TEXT BLOCK
When there are many managers in a large organization, how do you make sure that any performance ratings, promotions, and subsequent compensation changes are fair, relative to each other? A common mechanism is for all the managers to get together, and compare notes — or “calibrate” — on their team’s ratings and promotions.
Why Calibrations?
Calibrations are primarily about reducing the bias of ratings from individual managers, and increasing equity between managers. Secondarily, they are a great way to train managers on how the company thinks about performance. They also give senior managers data on the highest potential folks in a large organization, for strategic organization design.
In most companies, there is a fixed budget in dollars for things like compensation changes and promotions. Calibrations distribute this budget as fairly as possible. This post will not explicitly cover compensation, but know that most companies will want to link compensation to some combination of company, business unit and individual performance.
In a “pay for performance” system, you want to have outsized rewards for outsized impact. But the budget is still fixed. If you put twice as many people in the exceeding expectations category, then those people will get half the compensation increase they would have otherwise gotten. In order to maximize the impact of rewards, you do need to make decisions between cases.

WHAT YOU WILL DO
• a. In the text on calibrations, what are calibrations primarily about?
• b. Reproduce the passage of the text on calibrations starting at "Why Calibrations?" and ending at "and individual performance.".
The records that come next have no connection to the text on calibrations.

SUPPLIED RECORDS
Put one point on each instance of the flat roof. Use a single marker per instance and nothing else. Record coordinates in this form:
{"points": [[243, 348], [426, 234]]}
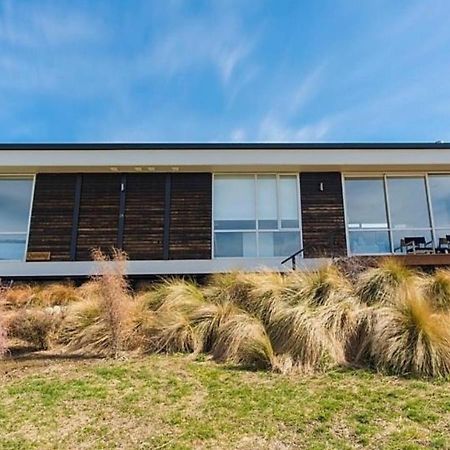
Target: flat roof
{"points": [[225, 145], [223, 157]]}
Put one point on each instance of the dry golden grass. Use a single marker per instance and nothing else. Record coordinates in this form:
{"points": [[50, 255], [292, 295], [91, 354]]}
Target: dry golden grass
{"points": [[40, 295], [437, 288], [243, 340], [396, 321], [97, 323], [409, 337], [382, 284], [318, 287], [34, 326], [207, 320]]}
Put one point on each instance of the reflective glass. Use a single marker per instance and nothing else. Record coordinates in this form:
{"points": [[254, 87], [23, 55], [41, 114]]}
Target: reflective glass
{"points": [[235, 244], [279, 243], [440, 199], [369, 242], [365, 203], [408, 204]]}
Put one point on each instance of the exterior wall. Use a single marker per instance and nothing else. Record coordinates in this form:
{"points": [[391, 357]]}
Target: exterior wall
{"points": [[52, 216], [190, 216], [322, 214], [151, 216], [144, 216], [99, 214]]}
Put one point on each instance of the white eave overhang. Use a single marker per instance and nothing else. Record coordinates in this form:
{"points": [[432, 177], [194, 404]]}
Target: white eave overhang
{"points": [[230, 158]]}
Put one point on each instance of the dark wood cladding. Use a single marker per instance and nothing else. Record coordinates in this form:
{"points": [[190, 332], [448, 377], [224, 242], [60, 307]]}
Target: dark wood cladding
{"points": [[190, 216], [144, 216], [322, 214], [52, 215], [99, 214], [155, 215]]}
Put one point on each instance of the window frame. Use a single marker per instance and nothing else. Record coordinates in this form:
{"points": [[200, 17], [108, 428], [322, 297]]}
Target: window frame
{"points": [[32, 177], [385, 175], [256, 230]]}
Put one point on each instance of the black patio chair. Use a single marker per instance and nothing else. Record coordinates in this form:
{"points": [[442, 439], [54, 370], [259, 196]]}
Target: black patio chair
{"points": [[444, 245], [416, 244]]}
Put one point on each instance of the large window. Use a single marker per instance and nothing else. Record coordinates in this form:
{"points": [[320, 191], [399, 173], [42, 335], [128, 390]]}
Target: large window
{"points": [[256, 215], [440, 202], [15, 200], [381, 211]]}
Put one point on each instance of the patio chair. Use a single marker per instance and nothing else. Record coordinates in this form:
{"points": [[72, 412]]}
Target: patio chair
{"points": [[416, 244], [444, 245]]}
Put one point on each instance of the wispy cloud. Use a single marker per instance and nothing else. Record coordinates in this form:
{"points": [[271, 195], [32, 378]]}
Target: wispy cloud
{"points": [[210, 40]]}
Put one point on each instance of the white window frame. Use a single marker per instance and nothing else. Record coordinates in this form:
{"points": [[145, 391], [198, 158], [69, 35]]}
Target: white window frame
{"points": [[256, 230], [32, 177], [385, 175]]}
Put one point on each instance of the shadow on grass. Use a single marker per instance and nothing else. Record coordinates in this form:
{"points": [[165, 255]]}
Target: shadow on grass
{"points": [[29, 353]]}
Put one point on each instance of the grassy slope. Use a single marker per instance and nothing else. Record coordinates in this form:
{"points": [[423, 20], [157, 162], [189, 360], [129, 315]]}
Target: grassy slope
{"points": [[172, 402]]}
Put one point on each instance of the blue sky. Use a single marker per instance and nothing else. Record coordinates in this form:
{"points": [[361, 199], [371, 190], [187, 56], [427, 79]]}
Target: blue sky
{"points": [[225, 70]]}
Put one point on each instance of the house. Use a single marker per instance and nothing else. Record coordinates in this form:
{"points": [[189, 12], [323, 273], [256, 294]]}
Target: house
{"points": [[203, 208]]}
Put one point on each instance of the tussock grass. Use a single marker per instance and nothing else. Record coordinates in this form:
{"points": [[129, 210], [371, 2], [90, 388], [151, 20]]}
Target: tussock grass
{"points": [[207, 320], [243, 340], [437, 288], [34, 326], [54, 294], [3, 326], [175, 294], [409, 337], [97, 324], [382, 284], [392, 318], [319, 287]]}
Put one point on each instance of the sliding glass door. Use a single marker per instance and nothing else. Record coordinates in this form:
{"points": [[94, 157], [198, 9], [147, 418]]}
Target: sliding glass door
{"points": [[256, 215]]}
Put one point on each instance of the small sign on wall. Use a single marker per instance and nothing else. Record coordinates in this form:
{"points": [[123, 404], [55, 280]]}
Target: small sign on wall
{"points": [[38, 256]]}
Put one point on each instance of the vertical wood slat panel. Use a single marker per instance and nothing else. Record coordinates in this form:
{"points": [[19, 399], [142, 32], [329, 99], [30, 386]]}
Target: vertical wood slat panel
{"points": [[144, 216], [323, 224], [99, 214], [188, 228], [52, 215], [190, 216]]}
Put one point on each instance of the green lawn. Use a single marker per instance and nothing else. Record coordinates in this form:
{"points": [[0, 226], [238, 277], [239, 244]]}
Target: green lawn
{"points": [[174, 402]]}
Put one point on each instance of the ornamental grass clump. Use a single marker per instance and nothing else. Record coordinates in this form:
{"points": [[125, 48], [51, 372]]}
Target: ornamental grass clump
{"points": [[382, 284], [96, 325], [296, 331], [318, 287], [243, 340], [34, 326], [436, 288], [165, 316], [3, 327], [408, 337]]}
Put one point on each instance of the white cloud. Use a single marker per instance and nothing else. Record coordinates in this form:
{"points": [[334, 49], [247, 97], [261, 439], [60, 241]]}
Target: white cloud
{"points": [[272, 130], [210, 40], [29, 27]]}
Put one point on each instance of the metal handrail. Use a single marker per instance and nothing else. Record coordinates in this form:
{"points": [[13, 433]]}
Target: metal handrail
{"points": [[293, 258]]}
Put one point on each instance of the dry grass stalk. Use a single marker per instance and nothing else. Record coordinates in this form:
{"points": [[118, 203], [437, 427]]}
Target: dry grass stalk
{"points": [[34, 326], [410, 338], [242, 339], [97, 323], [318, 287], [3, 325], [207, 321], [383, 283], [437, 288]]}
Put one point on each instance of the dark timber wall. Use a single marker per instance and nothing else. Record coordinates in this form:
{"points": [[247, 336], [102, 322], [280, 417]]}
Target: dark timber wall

ANSWERS FOR THIS EXERCISE
• a. Reducing the bias of ratings from individual managers and increasing equity between managers.

• b.
Why Calibrations?
Calibrations are primarily about reducing the bias of ratings from individual managers, and increasing equity between managers. Secondarily, they are a great way to train managers on how the company thinks about performance. They also give senior managers data on the highest potential folks in a large organization, for strategic organization design.
In most companies, there is a fixed budget in dollars for things like compensation changes and promotions. Calibrations distribute this budget as fairly as possible. This post will not explicitly cover compensation, but know that most companies will want to link compensation to some combination of company, business unit and individual performance.